Start of Task material
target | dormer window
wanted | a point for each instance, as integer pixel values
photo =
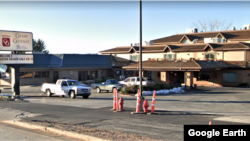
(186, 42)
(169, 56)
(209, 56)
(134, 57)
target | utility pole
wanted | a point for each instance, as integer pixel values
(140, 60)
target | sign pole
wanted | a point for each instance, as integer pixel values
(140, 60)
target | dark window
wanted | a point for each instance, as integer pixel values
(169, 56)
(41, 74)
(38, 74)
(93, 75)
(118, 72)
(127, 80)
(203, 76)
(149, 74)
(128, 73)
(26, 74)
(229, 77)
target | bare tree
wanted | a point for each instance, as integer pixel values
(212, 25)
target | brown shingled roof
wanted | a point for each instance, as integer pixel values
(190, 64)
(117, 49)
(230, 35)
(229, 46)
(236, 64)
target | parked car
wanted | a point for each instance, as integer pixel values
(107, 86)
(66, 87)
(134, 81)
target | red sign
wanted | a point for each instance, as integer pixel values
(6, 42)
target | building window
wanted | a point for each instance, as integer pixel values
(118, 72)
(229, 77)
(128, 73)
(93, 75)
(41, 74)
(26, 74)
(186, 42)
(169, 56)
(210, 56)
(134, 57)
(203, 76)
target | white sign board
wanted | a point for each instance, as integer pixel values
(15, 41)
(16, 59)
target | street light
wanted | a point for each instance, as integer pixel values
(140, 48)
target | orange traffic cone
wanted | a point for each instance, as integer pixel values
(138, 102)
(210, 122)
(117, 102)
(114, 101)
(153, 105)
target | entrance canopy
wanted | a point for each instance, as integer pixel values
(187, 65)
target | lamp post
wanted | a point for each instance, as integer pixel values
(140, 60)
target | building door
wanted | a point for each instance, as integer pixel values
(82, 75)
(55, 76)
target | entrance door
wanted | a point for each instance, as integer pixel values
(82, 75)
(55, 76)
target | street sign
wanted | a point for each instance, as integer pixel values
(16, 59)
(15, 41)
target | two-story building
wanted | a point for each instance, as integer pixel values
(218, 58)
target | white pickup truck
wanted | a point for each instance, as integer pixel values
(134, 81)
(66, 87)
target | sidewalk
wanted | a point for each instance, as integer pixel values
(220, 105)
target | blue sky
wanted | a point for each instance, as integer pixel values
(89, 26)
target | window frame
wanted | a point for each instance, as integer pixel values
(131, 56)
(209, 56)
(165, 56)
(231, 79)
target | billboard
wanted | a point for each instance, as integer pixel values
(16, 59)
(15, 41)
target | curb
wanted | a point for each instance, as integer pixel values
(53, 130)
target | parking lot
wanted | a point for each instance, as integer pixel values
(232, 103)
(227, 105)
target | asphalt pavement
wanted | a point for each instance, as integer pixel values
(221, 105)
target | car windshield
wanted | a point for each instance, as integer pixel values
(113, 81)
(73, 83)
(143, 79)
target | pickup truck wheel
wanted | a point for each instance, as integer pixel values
End of Task material
Return the listing unchanged except for the pictures, which should be dropped.

*Solution for this task*
target | dormer window
wanted | a point for each instance, as integer pixel values
photo =
(186, 42)
(169, 56)
(209, 56)
(134, 57)
target | utility pole
wanted | a point for each instance, as integer pixel values
(140, 60)
target | sign pole
wanted | a point for each instance, as integer pixel values
(140, 60)
target | dark window
wanted | a point for each instance, as integer pixel values
(169, 56)
(41, 74)
(38, 74)
(93, 75)
(118, 72)
(127, 80)
(203, 76)
(149, 74)
(128, 73)
(26, 74)
(229, 77)
target | bare tree
wanted | a point for each instance, as integer pixel values
(212, 25)
target | brown shingled roof
wanted | a point for each instance, as integer pixel values
(190, 64)
(117, 49)
(230, 35)
(229, 46)
(236, 64)
target | parked car
wanted | a point for each instance, as integer pixel values
(107, 86)
(66, 87)
(134, 81)
target | red sign
wanted | a point for each instance, as integer pixel values
(6, 42)
target | building window
wanted | a point for each instance, as integer pixel values
(118, 72)
(229, 77)
(128, 73)
(93, 75)
(41, 74)
(26, 74)
(186, 42)
(169, 56)
(210, 56)
(134, 57)
(203, 76)
target | white sign board
wanted | a point for each instance, as integer pixel values
(15, 41)
(16, 59)
target | street light
wanted | a point for each instance, as integer pixel values
(140, 48)
target | orange traffic cone
wanted | a point for each instance, as integer pixel values
(138, 102)
(210, 122)
(117, 102)
(114, 101)
(153, 105)
target | entrance canopy
wanted | a point for each instance, as integer pixel values
(187, 65)
target | lamp post
wanted | a point for each instance, as integer pixel values
(140, 60)
target | building door
wanted | a point for each instance, as integer pixel values
(82, 75)
(55, 76)
target | entrance door
wanted | a point for each instance, as integer pixel values
(82, 75)
(55, 76)
target | street sign
wanted | a point for each instance, as integer pixel values
(16, 59)
(15, 41)
target | two-story building
wanted | a point for each instance, as integer pixel values
(218, 58)
target | white pickup truck
wanted | a point for each instance, as integer pixel values
(134, 81)
(66, 87)
target | sidewalk
wanted | a point for each instance, as integer pixel values
(220, 105)
target | blue sky
wanted | a point for each instance, as integer pixel values
(89, 26)
target | window frame
wanted | a point for each instance, as integer pixel values
(131, 56)
(209, 56)
(165, 56)
(231, 79)
target | billboard
wanted | a point for each instance, as integer pixel values
(16, 59)
(15, 41)
target | curb
wanted | a point for each instance, as integer pixel values
(53, 130)
target | parking lot
wanted | a point for each instance, as integer pixel values
(232, 103)
(227, 105)
target | asphalt pavement
wanted | a point for each instance, as integer pixel values
(221, 105)
target | car windshield
wanted | a point for each instance, as integer pixel values
(113, 81)
(73, 83)
(143, 79)
target | pickup truck wheel
wanted | a point for each instance, as integer pixel values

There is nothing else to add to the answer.